**SUPPLIED INFORMATION:**
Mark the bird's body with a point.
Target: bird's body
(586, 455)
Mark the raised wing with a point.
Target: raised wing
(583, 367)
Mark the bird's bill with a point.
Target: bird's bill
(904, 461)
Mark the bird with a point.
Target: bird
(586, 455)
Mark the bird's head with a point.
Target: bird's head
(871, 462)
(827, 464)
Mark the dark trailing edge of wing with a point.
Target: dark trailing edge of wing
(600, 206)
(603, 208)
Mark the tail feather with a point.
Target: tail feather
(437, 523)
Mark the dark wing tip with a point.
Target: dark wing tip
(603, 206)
...
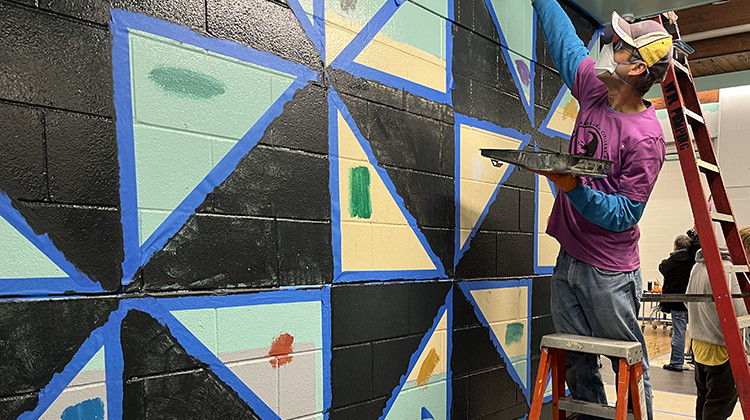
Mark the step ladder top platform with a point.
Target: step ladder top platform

**WHAT YOU ARE ASKED TO DO:** The answer must be every line of the data that holds the word "platform".

**TASK RESULT:**
Mark the step ladder top platform with a point.
Target: step ladder top platform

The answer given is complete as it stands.